Exercise 1
Decide whether each statement agrees with the article on unrest in Iran after the presidential poll. Answer yes or no for each, and quote the deciding words from the article.
(a) The Guard's statement appeared on its website on Monday.
(b) Iranian state radio said more than 450 people were arrested during Sunday's rallies.
(c) The Fars news agency reported that forty police officers were wounded.

Source passage
+--

A statement published on the Guard's website on Monday said the paramilitary force would not hesitate to confront "illegal" rallies organised by supporters of Mir Hossein Mousavi, the defeated reformist presidential candidate.
"At the current sensitive situation ... the Guards will firmly confront, in a revolutionary way, rioters and those who violate the law," the statement said.
Tehran, the Iranian capital, has seen unrest and street protests since results of the presidential poll were announced on July 13.
Mousavi had renewed calls to his supporters to continue protests on Sunday.
The government is blaming the crisis on what it calls "terrorists" influenced by the West, and has said it will clamp down on any violent action.
The Revolutionary Guard - an armed force parallel to Iran's army and designed to protect the revolution against a possible coup - also warned Western countries against supporting the "rioters".
Over the weekend, clashes between police and anti-government protesters left at least 12 people dead and more than 100 wounded - raising the death toll to 19 since the unrest began.
Gunfire was heard in Tehran overnight, although state television reported the city calm on Monday.
Iranian state radio reported that more than 450 people had been arrested during Saturday's rallies, mostly around Tehran's Azadi square.
Forty police officers were also wounded, and 34 government buildings damaged, the Fars news agency reported.
'Constant insecurity'
Despite the deaths, arrests, and an earlier warning from Ayatollah Ali Khamenei, Iran's supreme leader, the demonstrators have appeared to be undeterred.
Alireza Zaker-Esfahani, an adviser to Mahmoud Ahmadinejad, the president, criticised Mousavi for not trying to calm his supporters"The weakness is in Mir Hossein Mousavi's political behaviour... He is currently issuing statements inviting his supporters to take to the streets. That will not solve any problem," he told Al Jazeera on Monday.
"Rallies will ultimately contribute to abuse, setting buses on fire, bloodshed and constant insecurity for the people."
He also said that once the security situation in the country has escalated, the president and other politicians have to step back and let security forces handle the situation.
"The security forces are the ones who should lay down plans and execute them, whereas Ahmadinejad, his interior ministry and all other political forces can only enter the scene if and when the security situation becomes one of political interactions. Ahmadinejad cannot do anything now," Zaker-Esfahani said.
Voting irregularities
Iran's Guardian Council, the country's highest legislative body, meanwhile, has admitted some irregularities occurred during the election.
Abbas-Ali Kadkhodaei, a spokesman for the council, told state-funded broadcaster IRIB on Monday that up to three million votes were under scrutiny, after it was found that the number of votes exceeded the number of eligible voters in 50 cities.

+--

Data entries

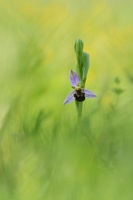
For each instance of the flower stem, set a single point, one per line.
(82, 70)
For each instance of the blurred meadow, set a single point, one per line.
(43, 153)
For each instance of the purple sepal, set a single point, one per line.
(88, 93)
(74, 79)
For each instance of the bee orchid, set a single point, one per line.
(79, 93)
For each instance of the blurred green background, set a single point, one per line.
(43, 153)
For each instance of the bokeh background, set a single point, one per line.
(44, 154)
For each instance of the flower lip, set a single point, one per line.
(74, 79)
(78, 93)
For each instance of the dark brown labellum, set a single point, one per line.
(80, 97)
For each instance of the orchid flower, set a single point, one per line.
(79, 93)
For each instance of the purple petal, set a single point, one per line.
(74, 78)
(88, 93)
(69, 98)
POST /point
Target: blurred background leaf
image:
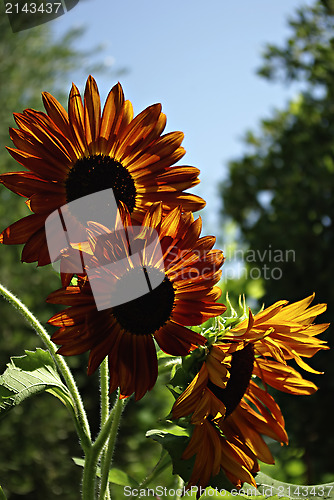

+--

Exercise 2
Scale the point coordinates in the records by 0.6, rounding to whole numbers with halves rounded up. Rewrite everything from the line containing "For each instance of the bokeh" down through the end of the records, requests included, give only those lines, and leave out the pictures.

Full response 1
(a) Yes: "A statement published on the Guard's website on Monday"
(b) No: "more than 450 people had been arrested during Saturday's rallies"
(c) Yes: "Forty police officers were also wounded, and 34 government buildings damaged, the Fars news agency reported."

Full response 2
For each instance of the bokeh background, set a single point, one per line.
(26, 92)
For each instance of the flower lip, set a single point, one per line.
(44, 47)
(47, 56)
For each instance of the dark brown labellum, set a single point, one per line.
(48, 58)
For each instance of the orchid flower, set a single point, one per line.
(47, 56)
For each instance of the purple petal, set a single point, one per line.
(44, 47)
(53, 56)
(41, 59)
POST /point
Target: blurred background leaf
image:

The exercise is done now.